Detection examples
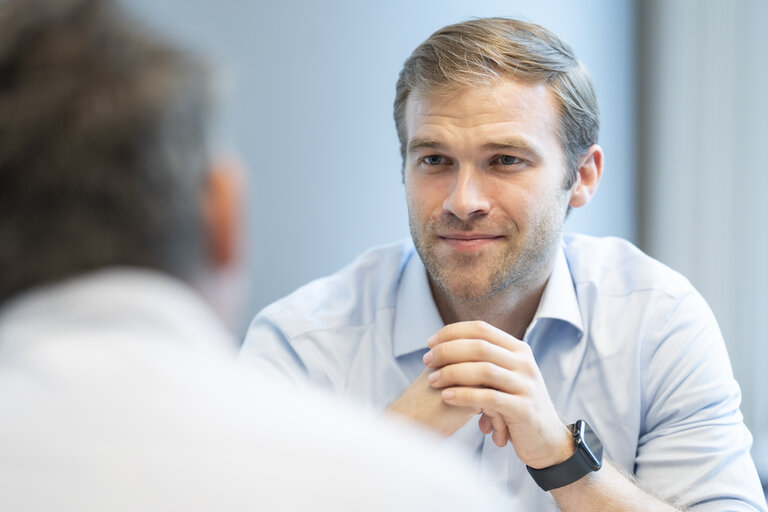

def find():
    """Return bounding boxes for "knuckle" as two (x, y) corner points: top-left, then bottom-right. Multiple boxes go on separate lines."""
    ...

(480, 363), (498, 383)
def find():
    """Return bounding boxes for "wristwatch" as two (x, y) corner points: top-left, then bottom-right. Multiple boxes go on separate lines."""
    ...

(526, 420), (603, 491)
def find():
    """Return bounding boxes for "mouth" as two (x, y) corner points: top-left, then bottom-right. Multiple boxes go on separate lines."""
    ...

(438, 232), (504, 252)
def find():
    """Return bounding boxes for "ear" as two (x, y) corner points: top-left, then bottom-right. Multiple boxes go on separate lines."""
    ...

(203, 159), (244, 268)
(568, 144), (603, 208)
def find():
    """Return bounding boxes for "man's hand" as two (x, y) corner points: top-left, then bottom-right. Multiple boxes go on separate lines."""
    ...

(387, 368), (480, 437)
(422, 322), (574, 468)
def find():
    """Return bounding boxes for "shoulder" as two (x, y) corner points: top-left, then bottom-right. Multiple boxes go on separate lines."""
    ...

(258, 240), (415, 338)
(563, 234), (693, 299)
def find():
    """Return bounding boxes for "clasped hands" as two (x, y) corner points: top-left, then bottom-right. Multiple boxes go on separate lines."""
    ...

(390, 321), (573, 468)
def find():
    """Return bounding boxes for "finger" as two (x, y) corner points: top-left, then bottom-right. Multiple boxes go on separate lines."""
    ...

(477, 413), (493, 434)
(428, 362), (528, 394)
(427, 321), (528, 351)
(440, 386), (529, 418)
(491, 416), (509, 448)
(424, 339), (527, 370)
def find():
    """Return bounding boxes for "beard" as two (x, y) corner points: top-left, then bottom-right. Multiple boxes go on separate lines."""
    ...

(409, 205), (564, 303)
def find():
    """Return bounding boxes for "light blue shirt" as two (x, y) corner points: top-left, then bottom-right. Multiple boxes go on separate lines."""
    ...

(241, 235), (767, 511)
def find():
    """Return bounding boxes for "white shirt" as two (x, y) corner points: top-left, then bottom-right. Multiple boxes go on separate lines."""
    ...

(241, 236), (766, 511)
(0, 269), (516, 512)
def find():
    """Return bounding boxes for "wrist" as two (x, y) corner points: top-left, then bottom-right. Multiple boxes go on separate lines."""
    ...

(526, 424), (576, 469)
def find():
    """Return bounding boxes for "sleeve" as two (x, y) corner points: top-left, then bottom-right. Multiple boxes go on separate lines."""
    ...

(635, 291), (766, 512)
(238, 311), (309, 387)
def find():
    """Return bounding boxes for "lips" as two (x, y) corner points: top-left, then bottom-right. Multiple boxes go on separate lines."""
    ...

(438, 232), (504, 252)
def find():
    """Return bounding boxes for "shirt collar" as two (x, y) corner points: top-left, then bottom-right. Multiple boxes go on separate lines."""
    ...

(523, 247), (584, 341)
(392, 250), (444, 357)
(393, 242), (584, 357)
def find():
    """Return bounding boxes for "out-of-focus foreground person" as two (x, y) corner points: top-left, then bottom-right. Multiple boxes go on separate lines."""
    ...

(0, 0), (512, 511)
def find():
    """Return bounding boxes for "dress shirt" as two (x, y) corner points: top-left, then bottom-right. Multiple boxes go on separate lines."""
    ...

(240, 235), (766, 511)
(0, 269), (512, 512)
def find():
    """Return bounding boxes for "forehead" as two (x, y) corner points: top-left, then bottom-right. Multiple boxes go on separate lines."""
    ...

(406, 79), (559, 146)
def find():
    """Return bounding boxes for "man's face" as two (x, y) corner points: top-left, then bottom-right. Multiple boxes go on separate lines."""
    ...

(404, 80), (569, 301)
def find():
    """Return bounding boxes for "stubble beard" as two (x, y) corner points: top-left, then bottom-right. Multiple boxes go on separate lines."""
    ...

(409, 208), (563, 304)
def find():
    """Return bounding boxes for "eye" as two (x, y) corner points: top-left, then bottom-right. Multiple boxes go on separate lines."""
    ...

(424, 155), (445, 165)
(496, 155), (522, 165)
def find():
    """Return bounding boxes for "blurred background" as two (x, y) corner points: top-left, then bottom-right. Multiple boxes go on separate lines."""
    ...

(125, 0), (768, 488)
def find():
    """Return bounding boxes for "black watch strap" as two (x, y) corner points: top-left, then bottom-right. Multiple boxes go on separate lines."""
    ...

(526, 420), (603, 491)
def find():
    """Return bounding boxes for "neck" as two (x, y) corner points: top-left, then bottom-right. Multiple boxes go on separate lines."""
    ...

(429, 258), (554, 340)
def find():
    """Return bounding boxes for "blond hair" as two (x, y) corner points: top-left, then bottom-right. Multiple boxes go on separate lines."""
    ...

(394, 18), (600, 188)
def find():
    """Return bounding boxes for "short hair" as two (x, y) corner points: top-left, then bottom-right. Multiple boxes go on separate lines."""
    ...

(0, 0), (212, 302)
(394, 18), (600, 188)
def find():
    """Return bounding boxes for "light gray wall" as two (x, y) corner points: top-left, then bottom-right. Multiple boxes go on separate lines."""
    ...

(123, 0), (635, 332)
(638, 0), (768, 482)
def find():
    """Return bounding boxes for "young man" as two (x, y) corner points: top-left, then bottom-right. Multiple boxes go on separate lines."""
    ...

(241, 18), (766, 511)
(0, 0), (510, 512)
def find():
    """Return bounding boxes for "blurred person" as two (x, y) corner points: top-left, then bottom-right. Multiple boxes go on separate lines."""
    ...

(0, 0), (520, 511)
(241, 18), (766, 512)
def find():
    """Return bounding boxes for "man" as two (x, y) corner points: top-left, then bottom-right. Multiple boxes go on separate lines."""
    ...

(241, 18), (766, 511)
(0, 0), (510, 511)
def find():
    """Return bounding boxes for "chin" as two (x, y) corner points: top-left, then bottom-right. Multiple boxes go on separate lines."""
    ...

(436, 279), (501, 302)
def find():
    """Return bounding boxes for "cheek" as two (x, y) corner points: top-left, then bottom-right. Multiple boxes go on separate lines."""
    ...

(405, 175), (443, 220)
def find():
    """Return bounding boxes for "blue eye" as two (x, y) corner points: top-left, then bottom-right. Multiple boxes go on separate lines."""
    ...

(499, 155), (520, 165)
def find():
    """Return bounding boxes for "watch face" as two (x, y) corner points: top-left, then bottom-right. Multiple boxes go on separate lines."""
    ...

(576, 420), (603, 471)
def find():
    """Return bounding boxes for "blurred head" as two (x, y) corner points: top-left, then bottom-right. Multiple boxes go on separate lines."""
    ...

(0, 0), (238, 301)
(394, 18), (599, 189)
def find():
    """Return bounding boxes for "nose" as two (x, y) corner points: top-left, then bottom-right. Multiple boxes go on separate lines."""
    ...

(443, 166), (491, 220)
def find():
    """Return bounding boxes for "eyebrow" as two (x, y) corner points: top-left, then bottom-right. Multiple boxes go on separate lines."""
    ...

(408, 139), (443, 153)
(483, 137), (541, 158)
(408, 137), (541, 159)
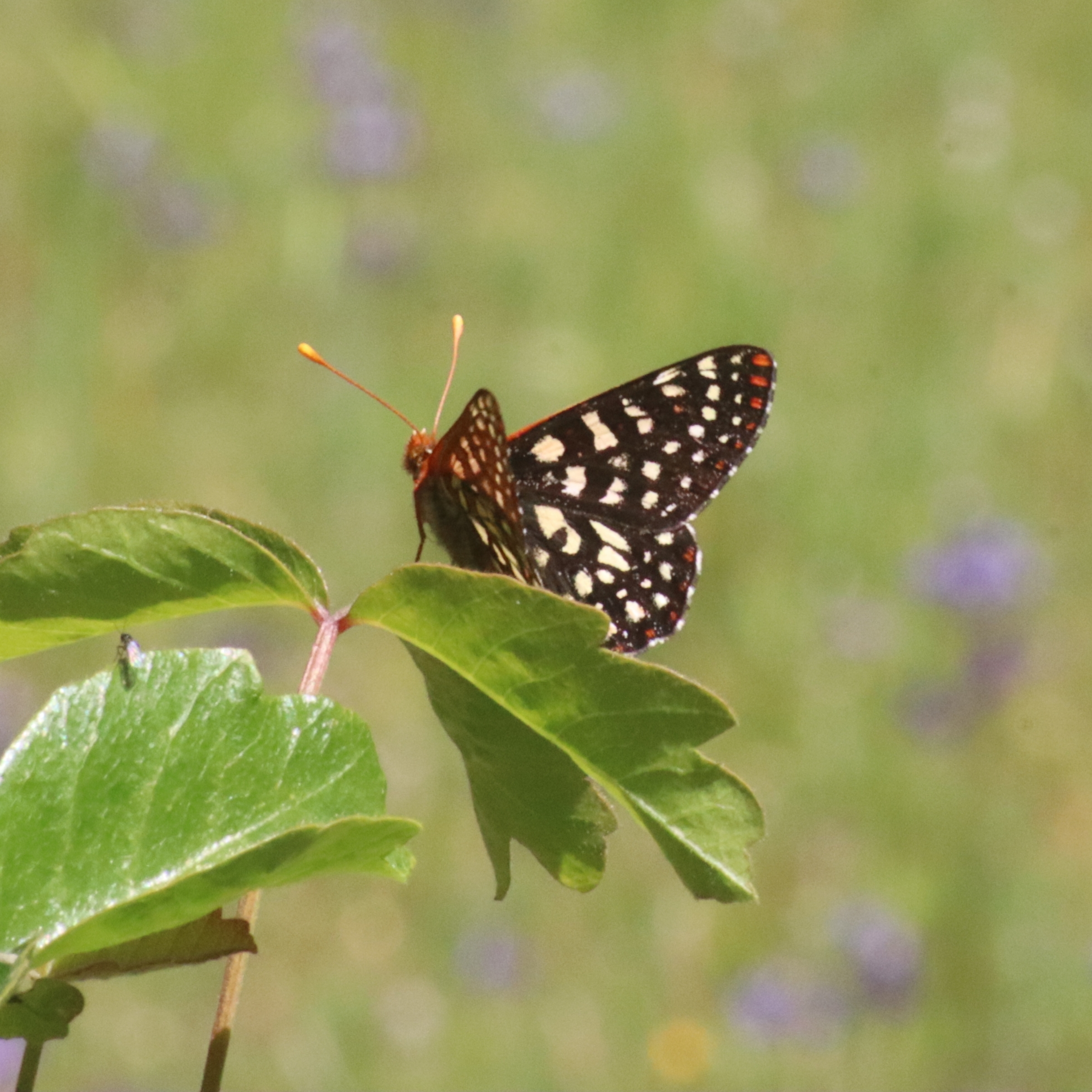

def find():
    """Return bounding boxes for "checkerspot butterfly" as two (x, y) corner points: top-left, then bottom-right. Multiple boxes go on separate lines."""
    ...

(300, 315), (777, 652)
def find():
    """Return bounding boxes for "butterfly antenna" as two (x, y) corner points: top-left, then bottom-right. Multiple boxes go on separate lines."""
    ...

(296, 342), (420, 433)
(433, 315), (463, 433)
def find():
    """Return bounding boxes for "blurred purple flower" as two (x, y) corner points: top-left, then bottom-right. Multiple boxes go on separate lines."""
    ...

(346, 218), (417, 277)
(138, 179), (212, 248)
(899, 683), (970, 742)
(538, 68), (621, 141)
(964, 637), (1027, 708)
(910, 520), (1043, 613)
(0, 1038), (26, 1090)
(454, 930), (525, 993)
(831, 902), (922, 1009)
(326, 103), (416, 178)
(725, 965), (846, 1043)
(796, 138), (865, 207)
(302, 20), (391, 106)
(82, 122), (158, 190)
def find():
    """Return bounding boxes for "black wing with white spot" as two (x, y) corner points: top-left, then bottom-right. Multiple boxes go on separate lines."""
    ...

(508, 345), (775, 530)
(509, 345), (777, 652)
(524, 506), (701, 652)
(414, 389), (538, 584)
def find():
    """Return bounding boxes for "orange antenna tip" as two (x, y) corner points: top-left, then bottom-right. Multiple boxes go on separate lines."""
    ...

(296, 342), (420, 433)
(433, 315), (463, 433)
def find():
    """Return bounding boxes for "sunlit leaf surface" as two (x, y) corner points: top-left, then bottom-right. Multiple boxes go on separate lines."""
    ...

(0, 649), (418, 963)
(0, 506), (326, 659)
(49, 906), (258, 982)
(349, 566), (762, 902)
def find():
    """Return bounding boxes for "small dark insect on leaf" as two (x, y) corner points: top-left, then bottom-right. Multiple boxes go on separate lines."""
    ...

(118, 633), (144, 690)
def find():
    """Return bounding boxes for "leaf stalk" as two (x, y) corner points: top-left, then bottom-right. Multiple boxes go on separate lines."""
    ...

(201, 610), (345, 1092)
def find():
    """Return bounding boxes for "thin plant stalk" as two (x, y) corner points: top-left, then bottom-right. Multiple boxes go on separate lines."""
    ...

(198, 611), (345, 1092)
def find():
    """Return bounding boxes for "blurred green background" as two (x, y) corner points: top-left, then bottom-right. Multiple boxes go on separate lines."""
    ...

(0, 0), (1092, 1092)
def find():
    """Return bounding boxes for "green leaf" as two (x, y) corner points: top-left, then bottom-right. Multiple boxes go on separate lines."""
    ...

(0, 649), (419, 965)
(0, 506), (328, 659)
(0, 979), (83, 1043)
(349, 566), (762, 902)
(0, 937), (37, 1005)
(49, 906), (258, 982)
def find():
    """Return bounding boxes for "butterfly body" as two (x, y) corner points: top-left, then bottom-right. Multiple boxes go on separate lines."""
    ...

(404, 389), (538, 584)
(405, 345), (777, 652)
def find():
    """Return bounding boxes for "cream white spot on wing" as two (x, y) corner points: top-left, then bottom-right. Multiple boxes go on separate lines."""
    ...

(596, 546), (629, 572)
(600, 478), (626, 505)
(535, 505), (569, 538)
(562, 466), (587, 497)
(531, 436), (565, 463)
(587, 520), (629, 552)
(580, 409), (618, 451)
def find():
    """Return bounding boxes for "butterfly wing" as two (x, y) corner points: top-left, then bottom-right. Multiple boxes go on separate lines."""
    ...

(509, 345), (777, 652)
(414, 389), (538, 584)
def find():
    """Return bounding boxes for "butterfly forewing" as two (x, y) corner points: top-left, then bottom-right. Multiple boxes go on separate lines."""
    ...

(407, 345), (775, 652)
(509, 345), (775, 652)
(414, 390), (538, 583)
(509, 345), (774, 530)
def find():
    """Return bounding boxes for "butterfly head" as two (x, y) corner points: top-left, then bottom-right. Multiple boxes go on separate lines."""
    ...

(402, 428), (436, 485)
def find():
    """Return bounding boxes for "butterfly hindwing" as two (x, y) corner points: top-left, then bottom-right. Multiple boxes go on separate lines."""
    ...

(524, 513), (701, 652)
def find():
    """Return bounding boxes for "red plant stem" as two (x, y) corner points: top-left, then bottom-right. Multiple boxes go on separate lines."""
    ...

(200, 611), (344, 1092)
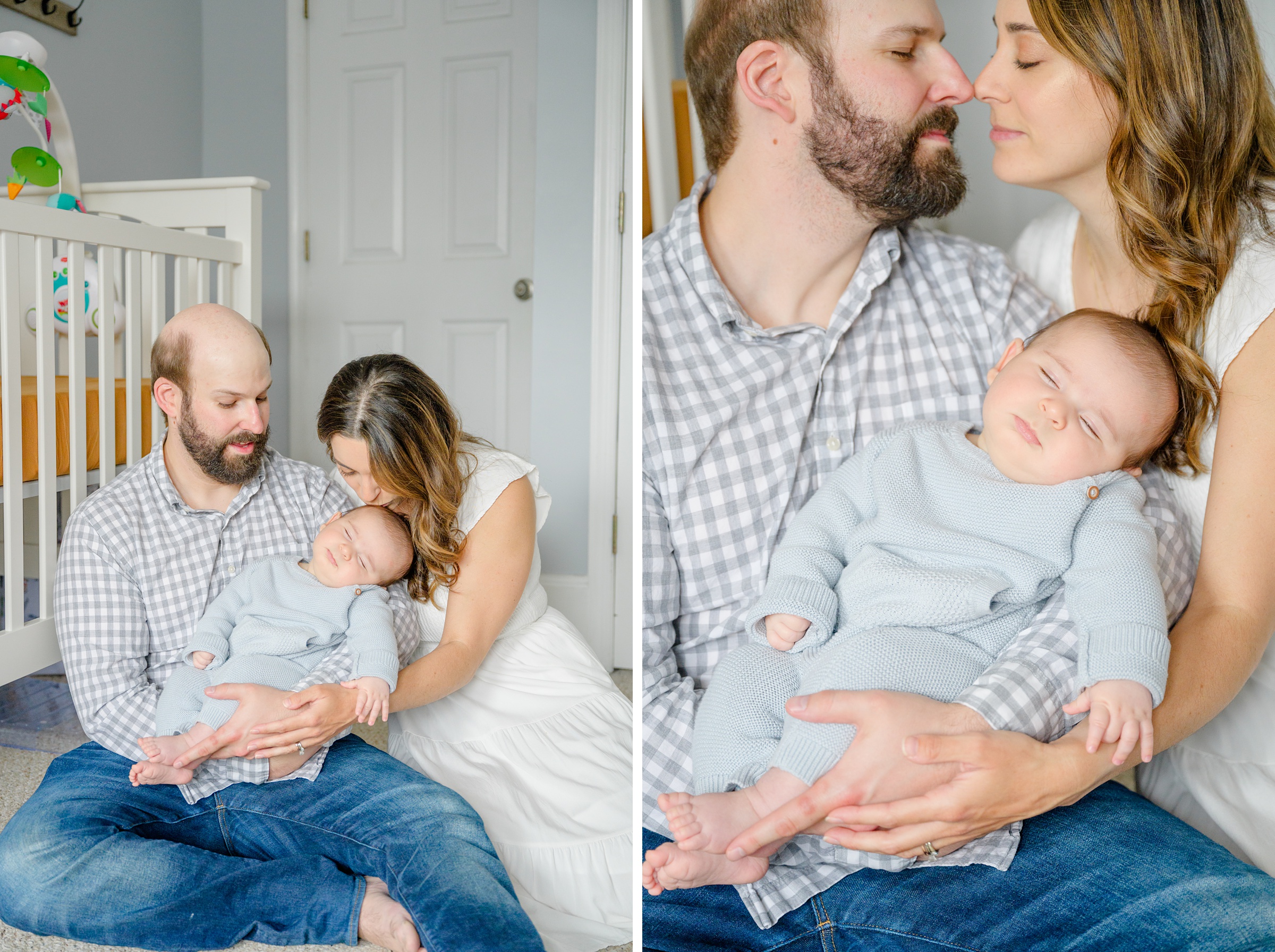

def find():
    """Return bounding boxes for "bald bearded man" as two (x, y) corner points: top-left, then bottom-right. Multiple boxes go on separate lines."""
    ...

Instruction
Copy the material from its start through the line containing "(480, 363), (498, 383)", switching "knuckle" to "thumb" and keeping everything else the same. Leave the pictures out of your copy.

The solution
def find():
    """Return bounding boxes for "thumb" as two (x, y) corner points: top-left, then bottom-right. Multiple boxes go on separate lines."""
    ...

(480, 363), (498, 383)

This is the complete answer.